TEXT EXTRACT start
Batch NewLeaf node work in base API #349

jsign · 2023-04-26T16:53:21Z

This PR removes the new-ish specialized API for inserting new leaves that we created in #343, and does some internal refactors to have equal performance just using the base API (i.e: Insert(key, value)).

The high-level idea is to avoid doing CPU-heavy work in NewLeafNode(...) and let the commitment be nil. We add awareness in some code sections that case can happen, and simply means that’s an uncommited new leaf node.

In particular, when we call:

(*InternalNode).Commit(...): we stop assuming the leafs are prepared. Instead, we detect all uncommited leaves and do the batch-way of creating a set of uncommited leaves that I created in Overlay tree migration explorations #343 but with some twists (but the same idea).
(LeafNode).Commit(...): we only commit that LeafNode using the same batch method but with a single element; so the logic is reduced.
TEXT EXTRACT end
In the pull request text, copy out everything from "(*InternalNode).Commit(...): we stop" down to "the same idea).", substituting "no longer assume" for "stop assuming".
ENTRIES SUPPLIED start
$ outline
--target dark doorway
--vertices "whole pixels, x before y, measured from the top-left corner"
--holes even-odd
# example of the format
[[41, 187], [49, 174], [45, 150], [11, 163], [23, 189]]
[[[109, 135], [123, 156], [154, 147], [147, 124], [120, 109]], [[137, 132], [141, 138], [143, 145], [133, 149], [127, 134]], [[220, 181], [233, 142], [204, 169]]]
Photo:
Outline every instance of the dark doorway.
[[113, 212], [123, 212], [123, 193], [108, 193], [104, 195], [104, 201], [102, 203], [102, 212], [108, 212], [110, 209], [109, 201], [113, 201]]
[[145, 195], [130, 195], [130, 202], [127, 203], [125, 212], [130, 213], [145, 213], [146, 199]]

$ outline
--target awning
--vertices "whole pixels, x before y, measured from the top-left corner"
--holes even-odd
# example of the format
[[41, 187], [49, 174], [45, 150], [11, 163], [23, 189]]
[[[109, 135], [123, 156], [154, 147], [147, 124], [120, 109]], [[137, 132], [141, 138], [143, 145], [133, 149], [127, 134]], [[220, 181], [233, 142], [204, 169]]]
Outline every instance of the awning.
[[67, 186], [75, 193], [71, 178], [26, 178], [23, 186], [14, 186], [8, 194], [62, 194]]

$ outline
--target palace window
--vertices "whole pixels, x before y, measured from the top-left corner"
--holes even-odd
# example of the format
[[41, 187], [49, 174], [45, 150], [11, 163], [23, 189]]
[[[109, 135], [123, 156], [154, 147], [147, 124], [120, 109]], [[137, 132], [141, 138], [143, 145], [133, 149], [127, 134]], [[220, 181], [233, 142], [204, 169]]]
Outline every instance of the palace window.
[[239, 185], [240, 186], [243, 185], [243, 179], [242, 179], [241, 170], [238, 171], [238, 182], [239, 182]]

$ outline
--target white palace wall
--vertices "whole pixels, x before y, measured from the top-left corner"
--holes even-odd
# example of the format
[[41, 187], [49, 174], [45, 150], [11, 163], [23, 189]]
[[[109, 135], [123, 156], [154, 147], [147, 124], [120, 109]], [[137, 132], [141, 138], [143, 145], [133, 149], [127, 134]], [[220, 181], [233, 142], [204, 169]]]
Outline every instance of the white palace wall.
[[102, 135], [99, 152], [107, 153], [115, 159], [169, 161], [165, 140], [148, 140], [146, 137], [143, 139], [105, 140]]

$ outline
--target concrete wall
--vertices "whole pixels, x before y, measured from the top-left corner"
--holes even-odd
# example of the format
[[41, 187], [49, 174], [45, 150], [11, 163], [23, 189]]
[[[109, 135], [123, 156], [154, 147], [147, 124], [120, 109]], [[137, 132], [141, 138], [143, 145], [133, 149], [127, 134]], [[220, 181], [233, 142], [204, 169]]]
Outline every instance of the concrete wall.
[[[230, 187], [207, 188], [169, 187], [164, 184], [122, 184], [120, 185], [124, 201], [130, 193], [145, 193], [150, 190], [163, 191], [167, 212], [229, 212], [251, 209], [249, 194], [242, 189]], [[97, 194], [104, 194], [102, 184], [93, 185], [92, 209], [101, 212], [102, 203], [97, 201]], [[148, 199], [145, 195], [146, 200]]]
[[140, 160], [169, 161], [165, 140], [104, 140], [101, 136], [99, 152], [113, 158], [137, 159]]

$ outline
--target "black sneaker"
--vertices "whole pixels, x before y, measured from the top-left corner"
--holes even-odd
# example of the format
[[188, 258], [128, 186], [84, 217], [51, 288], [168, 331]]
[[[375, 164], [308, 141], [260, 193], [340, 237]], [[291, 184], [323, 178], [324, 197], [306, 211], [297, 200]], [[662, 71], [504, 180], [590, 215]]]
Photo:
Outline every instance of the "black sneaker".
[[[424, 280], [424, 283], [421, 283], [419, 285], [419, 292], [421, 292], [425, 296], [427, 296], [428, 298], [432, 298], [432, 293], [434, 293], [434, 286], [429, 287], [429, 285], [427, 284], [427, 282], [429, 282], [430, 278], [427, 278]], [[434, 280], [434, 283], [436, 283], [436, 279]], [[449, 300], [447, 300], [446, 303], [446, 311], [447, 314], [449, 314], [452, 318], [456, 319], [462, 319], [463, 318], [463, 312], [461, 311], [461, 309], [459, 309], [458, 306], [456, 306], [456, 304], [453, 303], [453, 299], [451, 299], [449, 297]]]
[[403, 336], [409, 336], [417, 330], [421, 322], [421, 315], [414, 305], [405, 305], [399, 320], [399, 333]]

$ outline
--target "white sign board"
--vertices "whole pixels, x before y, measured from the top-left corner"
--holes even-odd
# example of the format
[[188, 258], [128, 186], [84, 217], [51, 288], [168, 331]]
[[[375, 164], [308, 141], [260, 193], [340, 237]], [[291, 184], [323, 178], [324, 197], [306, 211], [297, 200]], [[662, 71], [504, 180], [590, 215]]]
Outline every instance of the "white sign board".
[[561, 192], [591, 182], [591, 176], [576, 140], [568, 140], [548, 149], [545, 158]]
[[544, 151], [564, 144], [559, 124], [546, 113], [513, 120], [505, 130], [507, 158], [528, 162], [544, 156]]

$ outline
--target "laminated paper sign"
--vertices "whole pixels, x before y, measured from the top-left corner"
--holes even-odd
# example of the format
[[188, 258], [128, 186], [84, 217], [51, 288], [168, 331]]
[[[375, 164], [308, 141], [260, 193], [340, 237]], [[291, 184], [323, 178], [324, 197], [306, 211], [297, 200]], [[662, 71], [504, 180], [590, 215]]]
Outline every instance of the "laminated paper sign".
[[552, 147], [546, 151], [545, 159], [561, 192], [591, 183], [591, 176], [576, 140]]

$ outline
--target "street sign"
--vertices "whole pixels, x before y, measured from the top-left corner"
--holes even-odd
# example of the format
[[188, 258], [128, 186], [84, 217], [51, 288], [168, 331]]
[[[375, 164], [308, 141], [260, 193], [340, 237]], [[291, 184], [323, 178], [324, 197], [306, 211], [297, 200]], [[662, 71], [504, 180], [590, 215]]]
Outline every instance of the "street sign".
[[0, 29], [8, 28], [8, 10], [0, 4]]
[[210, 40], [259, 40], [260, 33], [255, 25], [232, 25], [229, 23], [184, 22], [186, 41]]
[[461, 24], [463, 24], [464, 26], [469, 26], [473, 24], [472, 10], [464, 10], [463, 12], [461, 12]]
ENTRIES SUPPLIED end
**THE COMPLETED TASK**
(*InternalNode).Commit(...): we no longer assume the leafs are prepared. Instead, we detect all uncommited leaves and do the batch-way of creating a set of uncommited leaves that I created in Overlay tree migration explorations #343 but with some twists (but the same idea).